Records from a collection
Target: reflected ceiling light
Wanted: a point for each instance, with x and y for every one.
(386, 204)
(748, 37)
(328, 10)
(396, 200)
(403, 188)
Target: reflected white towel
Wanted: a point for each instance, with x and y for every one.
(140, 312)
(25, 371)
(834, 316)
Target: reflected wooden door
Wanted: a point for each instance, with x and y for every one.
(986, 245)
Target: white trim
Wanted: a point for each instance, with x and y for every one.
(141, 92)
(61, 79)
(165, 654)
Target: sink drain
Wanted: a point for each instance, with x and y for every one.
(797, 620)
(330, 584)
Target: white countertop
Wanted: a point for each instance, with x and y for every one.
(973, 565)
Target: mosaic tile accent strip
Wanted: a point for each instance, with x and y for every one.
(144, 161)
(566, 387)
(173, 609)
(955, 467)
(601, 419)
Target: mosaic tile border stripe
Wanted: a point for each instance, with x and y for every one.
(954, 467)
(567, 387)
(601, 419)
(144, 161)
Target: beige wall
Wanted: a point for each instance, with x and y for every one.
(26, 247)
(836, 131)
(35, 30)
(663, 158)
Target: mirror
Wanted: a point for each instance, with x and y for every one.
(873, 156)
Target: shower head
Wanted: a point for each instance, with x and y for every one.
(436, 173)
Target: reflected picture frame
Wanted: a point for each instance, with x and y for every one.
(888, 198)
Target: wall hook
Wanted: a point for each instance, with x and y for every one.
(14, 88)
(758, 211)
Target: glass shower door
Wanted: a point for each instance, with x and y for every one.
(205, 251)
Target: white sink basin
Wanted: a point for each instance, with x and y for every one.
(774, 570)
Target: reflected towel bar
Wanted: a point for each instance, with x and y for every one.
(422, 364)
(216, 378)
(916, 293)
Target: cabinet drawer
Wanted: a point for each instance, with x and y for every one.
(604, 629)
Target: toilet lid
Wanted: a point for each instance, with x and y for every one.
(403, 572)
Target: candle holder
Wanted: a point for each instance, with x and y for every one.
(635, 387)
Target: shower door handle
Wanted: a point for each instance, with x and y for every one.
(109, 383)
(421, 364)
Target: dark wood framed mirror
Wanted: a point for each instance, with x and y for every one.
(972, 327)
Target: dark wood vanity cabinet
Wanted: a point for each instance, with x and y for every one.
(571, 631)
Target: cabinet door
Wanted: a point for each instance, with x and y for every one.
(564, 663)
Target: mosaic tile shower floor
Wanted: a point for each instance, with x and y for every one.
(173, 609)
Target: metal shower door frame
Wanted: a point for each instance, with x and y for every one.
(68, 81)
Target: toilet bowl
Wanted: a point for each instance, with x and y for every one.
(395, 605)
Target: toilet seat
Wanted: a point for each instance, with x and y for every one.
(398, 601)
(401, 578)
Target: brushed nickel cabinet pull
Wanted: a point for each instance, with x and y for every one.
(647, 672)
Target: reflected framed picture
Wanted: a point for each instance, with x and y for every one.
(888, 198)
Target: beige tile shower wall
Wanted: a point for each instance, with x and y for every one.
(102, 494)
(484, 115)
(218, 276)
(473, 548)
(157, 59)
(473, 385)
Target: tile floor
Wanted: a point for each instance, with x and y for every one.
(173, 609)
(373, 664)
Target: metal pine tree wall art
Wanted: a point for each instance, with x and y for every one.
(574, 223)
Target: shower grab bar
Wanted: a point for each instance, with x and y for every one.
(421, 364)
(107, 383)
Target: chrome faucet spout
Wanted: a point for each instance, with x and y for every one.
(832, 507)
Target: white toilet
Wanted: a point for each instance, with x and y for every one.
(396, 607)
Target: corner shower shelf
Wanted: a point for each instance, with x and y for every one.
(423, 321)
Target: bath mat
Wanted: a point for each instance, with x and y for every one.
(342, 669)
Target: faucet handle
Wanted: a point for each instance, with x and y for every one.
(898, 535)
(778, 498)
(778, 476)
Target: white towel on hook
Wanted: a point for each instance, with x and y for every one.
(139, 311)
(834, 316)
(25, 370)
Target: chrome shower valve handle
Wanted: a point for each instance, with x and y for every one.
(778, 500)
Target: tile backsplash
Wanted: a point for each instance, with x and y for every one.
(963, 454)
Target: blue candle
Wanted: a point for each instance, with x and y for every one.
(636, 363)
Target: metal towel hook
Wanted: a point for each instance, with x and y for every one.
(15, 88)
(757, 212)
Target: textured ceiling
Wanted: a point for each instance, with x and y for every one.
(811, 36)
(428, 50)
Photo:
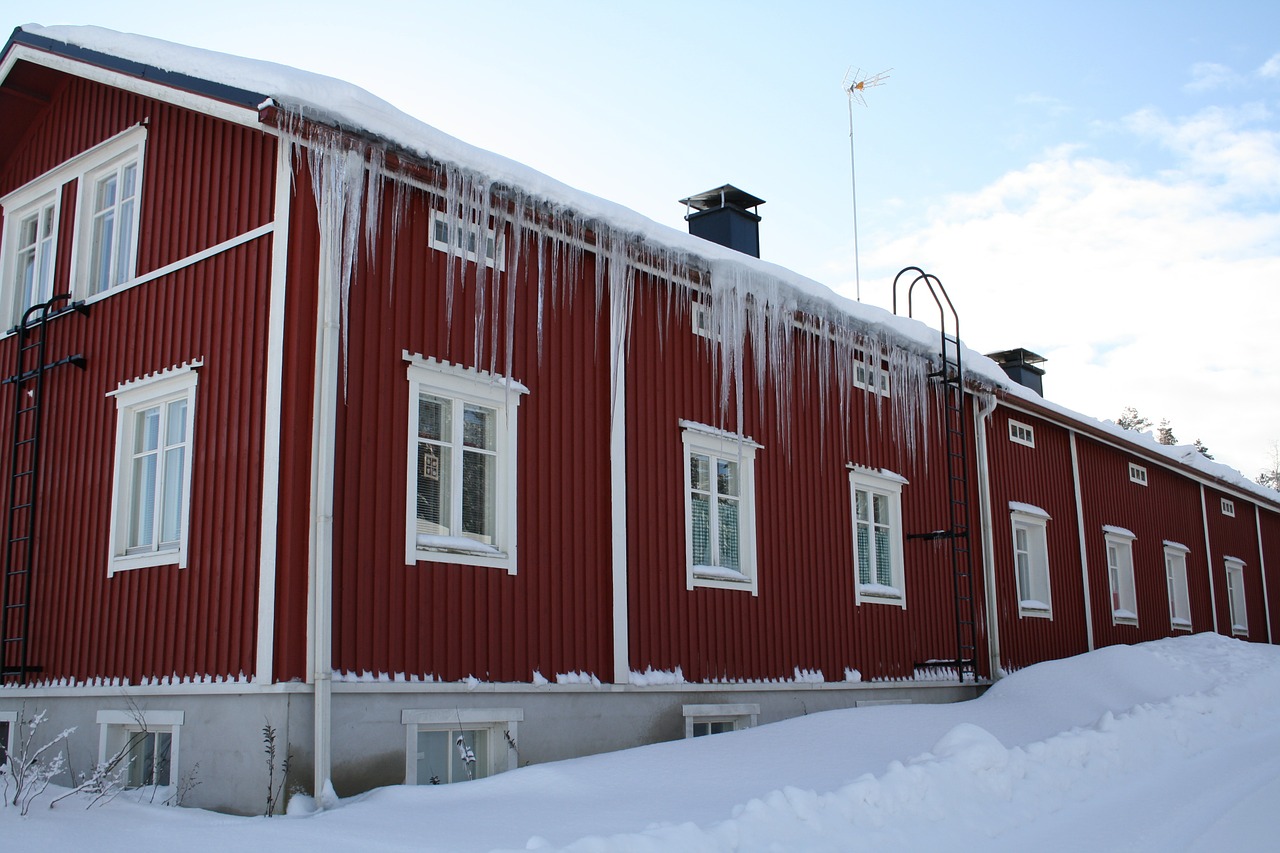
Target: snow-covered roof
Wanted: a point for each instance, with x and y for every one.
(352, 108)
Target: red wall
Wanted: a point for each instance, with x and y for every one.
(204, 182)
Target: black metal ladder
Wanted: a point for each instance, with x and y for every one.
(950, 375)
(18, 580)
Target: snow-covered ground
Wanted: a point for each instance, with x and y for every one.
(1166, 746)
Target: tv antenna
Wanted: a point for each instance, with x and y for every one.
(855, 86)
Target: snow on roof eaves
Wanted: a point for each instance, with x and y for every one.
(348, 105)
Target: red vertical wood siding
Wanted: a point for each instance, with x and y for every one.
(452, 621)
(1168, 507)
(204, 182)
(1235, 537)
(805, 615)
(1040, 475)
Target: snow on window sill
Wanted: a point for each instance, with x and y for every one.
(428, 542)
(720, 573)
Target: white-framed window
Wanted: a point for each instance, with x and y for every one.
(1175, 580)
(877, 501)
(1124, 600)
(155, 419)
(446, 746)
(716, 719)
(1031, 560)
(449, 235)
(30, 251)
(108, 179)
(461, 486)
(144, 742)
(720, 507)
(1235, 596)
(1020, 433)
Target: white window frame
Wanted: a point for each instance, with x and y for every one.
(740, 716)
(110, 156)
(132, 397)
(883, 483)
(18, 206)
(115, 729)
(1034, 593)
(1120, 578)
(453, 227)
(480, 388)
(721, 446)
(1175, 583)
(1235, 596)
(499, 725)
(1020, 433)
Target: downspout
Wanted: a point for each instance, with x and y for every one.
(1262, 568)
(987, 532)
(1208, 560)
(1084, 552)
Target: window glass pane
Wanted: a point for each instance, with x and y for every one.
(478, 495)
(434, 470)
(700, 528)
(478, 427)
(728, 538)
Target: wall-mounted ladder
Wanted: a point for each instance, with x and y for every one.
(18, 583)
(950, 377)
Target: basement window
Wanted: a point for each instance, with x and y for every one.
(458, 744)
(717, 719)
(1022, 433)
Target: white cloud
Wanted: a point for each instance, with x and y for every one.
(1210, 76)
(1152, 291)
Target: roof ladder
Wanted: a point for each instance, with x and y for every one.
(18, 580)
(950, 377)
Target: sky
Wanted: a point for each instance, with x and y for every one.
(1096, 182)
(1168, 746)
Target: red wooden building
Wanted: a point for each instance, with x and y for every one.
(320, 416)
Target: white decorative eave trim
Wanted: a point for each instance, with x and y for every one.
(149, 379)
(723, 434)
(470, 374)
(880, 473)
(1018, 507)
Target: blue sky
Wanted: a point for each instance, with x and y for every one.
(1098, 182)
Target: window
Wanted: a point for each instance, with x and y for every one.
(1031, 560)
(448, 236)
(1022, 433)
(877, 498)
(716, 719)
(460, 744)
(30, 254)
(151, 500)
(145, 742)
(720, 509)
(1175, 580)
(461, 500)
(1235, 596)
(1124, 603)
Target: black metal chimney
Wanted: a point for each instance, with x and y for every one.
(1020, 366)
(721, 215)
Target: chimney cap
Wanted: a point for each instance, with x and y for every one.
(723, 196)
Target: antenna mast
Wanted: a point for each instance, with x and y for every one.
(855, 85)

> **EXERCISE INSTRUCTIONS**: Transcribe each line above verbatim, with the pictures left out.

> **TASK RESPONSE**:
Target: reflected ceiling light
Wanted: a point for each instance, with x and y for every one.
(386, 204)
(748, 37)
(328, 10)
(396, 200)
(403, 188)
Target: reflected white towel
Wanted: a point for each instance, with x and y for every one.
(140, 312)
(25, 371)
(834, 316)
Target: reflected wooden door
Wanted: a point for each instance, with x and y for every one.
(986, 245)
Target: white trim
Wanted: a point for each instance, with x and y for every one.
(141, 92)
(61, 79)
(165, 654)
Target: sink drain
Wanted: a point for each instance, with x and y for every one.
(797, 620)
(330, 584)
Target: white countertop
Wanted: a point for each instance, with x and y for every one.
(973, 565)
Target: mosaic tile accent strip
Wanted: a point for each instance, with x and y for every one.
(144, 161)
(566, 387)
(173, 609)
(955, 467)
(601, 419)
Target: mosaic tile border stripe
Wanted: a point for each instance, with x and y for every one.
(954, 467)
(567, 387)
(601, 419)
(144, 161)
Target: beige wall
Wanted: a point for each instance, with x and y for every one.
(26, 247)
(836, 131)
(35, 30)
(663, 158)
Target: mirror
Wanted: a point for each instance, with x and y for every one.
(873, 156)
Target: shower head
Wanted: a point for each instance, with x and y for every one.
(436, 173)
Target: reflected picture frame
Wanted: a point for each instance, with x and y for every one.
(888, 198)
Target: wall hook
Wanted: a point for each instance, with x and y for every one.
(14, 88)
(758, 211)
Target: glass shower door
Wanted: a point for each instance, with x and y for every one.
(205, 251)
Target: white sink basin
Wanted: a point for each instance, with x and y for every one.
(774, 570)
Target: reflected towel bar
Wanted: a point for each instance, with x and y for every one.
(422, 364)
(216, 378)
(916, 293)
Target: cabinet drawer
Wanted: a point for each instance, with x and y for every one.
(604, 629)
Target: toilet lid
Wanted: a point for each instance, with x and y for every one.
(403, 572)
Target: candle holder
Wanted: a point for each instance, with x and y for every one.
(635, 387)
Target: shower door handle
Wanted: a point for each instance, with x and y for every one.
(109, 383)
(421, 364)
Target: dark wood framed mirror
Wanted: a point for each instance, with x and y for every one.
(972, 327)
Target: dark wood vanity cabinet
Wanted: a point for each instance, with x and y for every one.
(571, 631)
Target: cabinet door
Wanted: a point for each instance, with x and y for every one.
(564, 663)
Target: mosaic tile shower floor
Wanted: a point for each instance, with x and y for every one.
(173, 609)
Target: metal shower door frame
Wanted: a point for each instance, with x and y for every one.
(68, 81)
Target: toilet bowl
Wanted: a point for each instance, with x and y for every one.
(395, 605)
Target: toilet seat
Wanted: a point for each instance, with x and y for every one.
(398, 601)
(401, 578)
Target: brushed nickel cabinet pull
Wanted: a point for each instance, with x and y for every one.
(647, 672)
Target: reflected framed picture
Wanted: a point for each instance, with x and y for every one.
(888, 198)
Target: beige tile shower wall
Wanted: a point for each instance, with x and y for every one.
(102, 494)
(484, 115)
(218, 276)
(473, 548)
(157, 59)
(473, 385)
Target: tile floor
Wanted: a point for each instance, with x and y for every one.
(173, 609)
(373, 664)
Target: metal pine tree wall art
Wanted: a point for each instance, with x and y for every one.
(574, 223)
Target: shower grab bar
Wanted: a point for each instance, with x and y for every one.
(421, 364)
(107, 383)
Target: chrome faucet spout
Wanted: a point for each instance, with x and y for every one.
(832, 507)
Target: white toilet
Wanted: a point for each instance, with x and y for every one.
(396, 607)
Target: corner shower shelf
Wanted: a point for each instance, with x and y for every one.
(423, 321)
Target: bath mat
Wanted: a point for each instance, with x and y for every one.
(342, 669)
Target: faucet handle
Wanted: a point for each instance, with x and y for every one.
(898, 535)
(778, 498)
(778, 476)
Target: white towel on hook
Wanted: a point for each instance, with x and y for every one.
(139, 311)
(834, 316)
(25, 370)
Target: chrome shower valve handle
Wanted: a point for each instance, with x and y for every one.
(778, 500)
Target: tile backsplash
Wanted: a point for each instance, with x and y for every one.
(963, 454)
Target: blue candle
Wanted: a point for each instance, with x and y for every one.
(636, 363)
Target: metal towel hook
Wanted: a point for each instance, with x and y for every one.
(15, 88)
(757, 212)
Target: textured ceiling
Wanted: a point for each instance, with x and y for every one.
(811, 36)
(428, 50)
Photo:
Target: snow-covered roof
Wanted: a point for each instance, with x and y for every one.
(352, 108)
Target: red wall
Wanted: a point for each instance, with x and y for every one.
(204, 182)
Target: black metal ladder
Wanted: a point for each instance, with x and y for every one.
(950, 375)
(18, 580)
Target: snow-covered ground
Wanted: a point for each instance, with x and y for every one.
(1166, 746)
Target: tv antenna
Wanted: a point for each instance, with x and y for every one.
(855, 86)
Target: snow on roof eaves
Wanted: a point for each instance, with x and y for every one.
(348, 105)
Target: red vertical wood siding
Wanted: a point for each instance, with x and y for every one.
(452, 621)
(1168, 507)
(204, 182)
(1235, 537)
(805, 615)
(1040, 475)
Target: snow on window sill
Wanted: a point for each instance, with x and y for every one.
(428, 542)
(720, 573)
Target: white-framed window
Wanted: a point for each instance, with x and y for every one.
(1175, 580)
(877, 501)
(1124, 600)
(155, 419)
(446, 746)
(716, 719)
(1031, 560)
(449, 235)
(30, 251)
(108, 179)
(461, 486)
(144, 742)
(720, 507)
(1235, 596)
(1020, 433)
Target: white window frame
Wanted: a point for each instance, with x and y for every one.
(740, 716)
(110, 156)
(132, 397)
(883, 483)
(18, 206)
(115, 729)
(1034, 593)
(1120, 578)
(453, 227)
(480, 388)
(721, 446)
(1175, 583)
(1235, 596)
(499, 725)
(1020, 433)
Target: downspout
Wanted: a point for each instance, with x and y for every one.
(1262, 568)
(987, 532)
(1208, 560)
(1084, 552)
Target: window glass pane
Wanted: a point for each instance, with x and y for every one.
(478, 495)
(434, 470)
(700, 528)
(478, 427)
(728, 538)
Target: wall-mounted ladder
Wanted: a point for each instance, with x and y for every one.
(18, 583)
(950, 377)
Target: basement window
Wanted: a point for each instance, with x and y for every one.
(458, 744)
(717, 719)
(1022, 433)
Target: white cloud
Wanted: a point for each instance, with x and y for every one.
(1210, 76)
(1152, 291)
Target: roof ladder
Wanted: a point for each instance, with x and y for every one.
(18, 580)
(950, 377)
Target: sky
Wanted: a point for each instance, with x and y for every one.
(1096, 182)
(1168, 746)
Target: red wooden building
Wanted: a point for each instance, with x and y for every one.
(320, 416)
Target: white decorative eave trim
Wanted: a point for each instance, with x and y for every one.
(149, 379)
(723, 434)
(470, 374)
(880, 473)
(1018, 507)
Target: blue sky
Wanted: a point for each instance, with x and y for every one.
(1098, 182)
Target: window
Wanted: a point for each instance, with x and y for every one.
(1031, 560)
(448, 236)
(1022, 433)
(877, 498)
(716, 719)
(460, 744)
(30, 254)
(151, 500)
(145, 742)
(720, 509)
(1175, 580)
(461, 500)
(1235, 596)
(1124, 603)
Target: black metal chimney
Wanted: a point for each instance, with x and y for every one.
(1020, 366)
(721, 215)
Target: chimney cap
Wanted: a point for each instance, with x and y for every one.
(723, 196)
Target: antenna mast
Wanted: a point for each instance, with x and y for every one.
(855, 85)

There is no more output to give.